>>

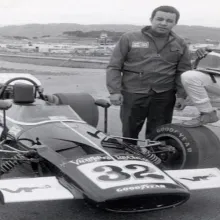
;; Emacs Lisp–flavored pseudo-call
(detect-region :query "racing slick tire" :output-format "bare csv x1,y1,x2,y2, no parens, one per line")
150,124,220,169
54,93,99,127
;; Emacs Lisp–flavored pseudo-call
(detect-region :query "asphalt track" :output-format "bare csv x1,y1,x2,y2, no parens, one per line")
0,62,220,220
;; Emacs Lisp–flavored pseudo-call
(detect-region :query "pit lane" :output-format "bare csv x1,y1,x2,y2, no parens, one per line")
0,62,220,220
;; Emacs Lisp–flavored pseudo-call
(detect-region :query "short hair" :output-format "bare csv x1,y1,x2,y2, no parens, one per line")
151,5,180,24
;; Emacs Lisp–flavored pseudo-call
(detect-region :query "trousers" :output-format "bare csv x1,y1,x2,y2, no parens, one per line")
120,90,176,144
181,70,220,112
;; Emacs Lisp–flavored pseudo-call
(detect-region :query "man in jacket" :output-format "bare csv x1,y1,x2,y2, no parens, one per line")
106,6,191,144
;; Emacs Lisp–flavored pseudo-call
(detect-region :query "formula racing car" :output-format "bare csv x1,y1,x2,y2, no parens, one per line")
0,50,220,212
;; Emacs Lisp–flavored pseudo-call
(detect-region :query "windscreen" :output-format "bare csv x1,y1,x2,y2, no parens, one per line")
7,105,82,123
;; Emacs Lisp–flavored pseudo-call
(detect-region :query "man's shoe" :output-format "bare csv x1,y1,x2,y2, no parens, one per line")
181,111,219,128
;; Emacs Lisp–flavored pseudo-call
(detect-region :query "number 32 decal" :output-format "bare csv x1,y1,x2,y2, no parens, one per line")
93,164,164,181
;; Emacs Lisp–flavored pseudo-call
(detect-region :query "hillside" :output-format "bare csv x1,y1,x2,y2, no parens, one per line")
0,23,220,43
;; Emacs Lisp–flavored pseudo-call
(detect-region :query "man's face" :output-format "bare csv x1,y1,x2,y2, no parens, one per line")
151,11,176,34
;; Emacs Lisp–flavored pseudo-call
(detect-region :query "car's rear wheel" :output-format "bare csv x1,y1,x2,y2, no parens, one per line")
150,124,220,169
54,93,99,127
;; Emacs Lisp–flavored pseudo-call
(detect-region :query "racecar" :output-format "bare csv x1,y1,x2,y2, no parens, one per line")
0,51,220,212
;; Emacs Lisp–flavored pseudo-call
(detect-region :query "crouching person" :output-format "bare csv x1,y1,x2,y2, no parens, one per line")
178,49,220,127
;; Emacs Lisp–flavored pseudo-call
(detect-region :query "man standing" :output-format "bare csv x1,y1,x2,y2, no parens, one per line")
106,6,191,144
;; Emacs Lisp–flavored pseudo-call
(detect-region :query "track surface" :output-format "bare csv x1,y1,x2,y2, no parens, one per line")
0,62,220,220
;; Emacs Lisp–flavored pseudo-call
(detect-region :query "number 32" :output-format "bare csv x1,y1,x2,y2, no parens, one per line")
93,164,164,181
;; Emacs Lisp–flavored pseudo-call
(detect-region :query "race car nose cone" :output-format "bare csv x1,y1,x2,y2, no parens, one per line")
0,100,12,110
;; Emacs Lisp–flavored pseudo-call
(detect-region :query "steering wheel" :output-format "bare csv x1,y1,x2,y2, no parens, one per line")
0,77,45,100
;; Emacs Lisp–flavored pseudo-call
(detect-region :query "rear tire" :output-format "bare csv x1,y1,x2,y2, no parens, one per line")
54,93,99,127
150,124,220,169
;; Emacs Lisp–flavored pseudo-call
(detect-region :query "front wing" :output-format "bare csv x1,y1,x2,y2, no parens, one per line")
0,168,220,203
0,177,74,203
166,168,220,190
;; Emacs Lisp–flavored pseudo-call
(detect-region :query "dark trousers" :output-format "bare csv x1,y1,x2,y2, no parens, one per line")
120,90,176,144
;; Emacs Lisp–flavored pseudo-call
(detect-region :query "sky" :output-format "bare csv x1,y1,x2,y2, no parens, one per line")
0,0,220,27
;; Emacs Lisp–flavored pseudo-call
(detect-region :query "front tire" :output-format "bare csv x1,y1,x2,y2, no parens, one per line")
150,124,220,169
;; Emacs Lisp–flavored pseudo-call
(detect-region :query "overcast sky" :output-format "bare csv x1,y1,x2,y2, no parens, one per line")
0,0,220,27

<<

Can you restate all the records above word for word while dropping the pictures?

## [FINAL RESULT]
;; Emacs Lisp–flavored pseudo-call
(detect-region :query "racing slick tire" :output-format "bare csv x1,y1,x2,y2, no parens, one per line")
150,124,220,169
54,93,99,127
;; Emacs Lisp–flavored pseudo-call
(detect-region :query "asphalt track" :output-format "bare csv x1,y1,x2,y2, no parens, one per line")
0,62,220,220
;; Emacs Lisp–flavored pseudo-call
(detect-region :query "pit lane" :output-format "bare csv x1,y1,x2,y2, no parens, one per line")
0,62,220,220
;; Emacs Lisp–flavored pseudo-call
(detect-region :query "short hair" :output-format "bare csv x1,y1,x2,y2, no parens, one per line")
151,5,180,24
;; Emacs Lisp–flavored pseudo-call
(detect-region :query "trousers" :output-format "bare csv x1,y1,x2,y2, no parens, one per line")
120,90,176,144
181,70,220,112
;; Emacs Lisp–flavored pseudo-call
(detect-region :query "man in jacket" :output-format "bare csv x1,y1,x2,y2, no parens, one per line")
106,6,191,144
;; Emacs Lisp–flavored pseudo-call
(detect-region :query "formula racing car" :output-format "bare csv x1,y1,x2,y2, no parens, one per line")
0,50,220,212
;; Emacs Lisp–flavored pseudo-call
(detect-region :query "windscreen" :output-format "bare csv x1,y1,x2,y2, no parens, one per line")
7,105,82,123
;; Emacs Lisp–flavored pseudo-call
(detect-region :query "man's shoe" :output-format "bare csv x1,y1,x2,y2, no parens, one per line")
181,111,219,128
;; Emacs Lisp–flavored pseudo-call
(detect-region :query "number 32 decal" :output-format "bare csv x1,y1,x2,y2, no parens, one per line")
93,164,164,181
;; Emacs Lisp–flavored pseudo-call
(detect-region :query "hillside" :output-format "bare csv x1,y1,x2,y2, no parens, one per line")
0,23,220,43
;; Emacs Lisp–flavored pseudo-call
(detect-region :query "man's face" :output-format "bare csv x1,y1,x2,y2, no parens, one per line")
151,11,176,34
;; Emacs Lisp–flavored pseudo-call
(detect-region :query "car's rear wheel" :output-format "bare csv x1,y1,x2,y2, no parens, one per line")
150,124,220,169
54,93,99,127
;; Emacs Lisp–flavored pseudo-call
(detect-region :query "racecar" :output-format "bare csv x1,y1,x2,y2, no parens, one per line")
0,51,220,212
;; Emacs Lisp–flavored pseudo-call
(detect-region :query "crouching person" :output-format "bare csv x1,y1,x2,y2, no parens, one per line")
178,49,220,127
;; Emacs Lisp–flavored pseudo-call
(detect-region :query "man standing" :output-format "bare csv x1,y1,x2,y2, no parens, one per line")
106,6,191,144
;; Emacs Lisp–flavored pseudo-call
(detect-region :query "track surface" :output-format "bare csv x1,y1,x2,y2, no parens, one per line")
0,62,220,220
;; Emacs Lisp–flavored pseudo-call
(detect-region :query "number 32" :output-format "bare csv x1,y1,x2,y2, no parens, one per line")
93,164,164,181
;; Emacs Lisp–flavored pseudo-call
(detect-region :query "race car nose cone" :output-format "bare csv x1,y1,x2,y2, no parens, one per line")
0,100,12,110
;; Emacs Lisp–flavored pseudo-call
(detect-region :query "steering wheel" :output-format "bare csv x1,y1,x2,y2, no parens, one per line")
0,77,45,100
;; Emacs Lisp–flavored pseudo-call
(detect-region :query "rear tire" :output-format "bare csv x1,y1,x2,y2, no parens, one per line")
54,93,99,127
150,124,220,169
;; Emacs Lisp–flavored pseudo-call
(detect-region :query "front wing" :output-format "bare csv x1,y1,x2,y2, no parens, one per line")
0,168,220,203
0,177,74,203
166,168,220,190
;; Emacs Lisp–flavored pseudo-call
(detect-region :query "dark trousers" :output-format "bare csv x1,y1,x2,y2, no parens, one per line")
120,90,176,144
;; Emacs Lisp–flavored pseudo-call
(detect-region :query "sky" :output-format "bare csv x1,y1,x2,y2, no parens, one per line")
0,0,220,27
;; Emacs Lisp–flavored pseudo-call
(detect-region :query "front tire" :output-format "bare csv x1,y1,x2,y2, no parens, one per line")
150,124,220,169
;; Emacs Lisp–flavored pseudo-call
(detect-region :query "overcast sky" :output-format "bare csv x1,y1,x2,y2, no parens, one per line")
0,0,220,27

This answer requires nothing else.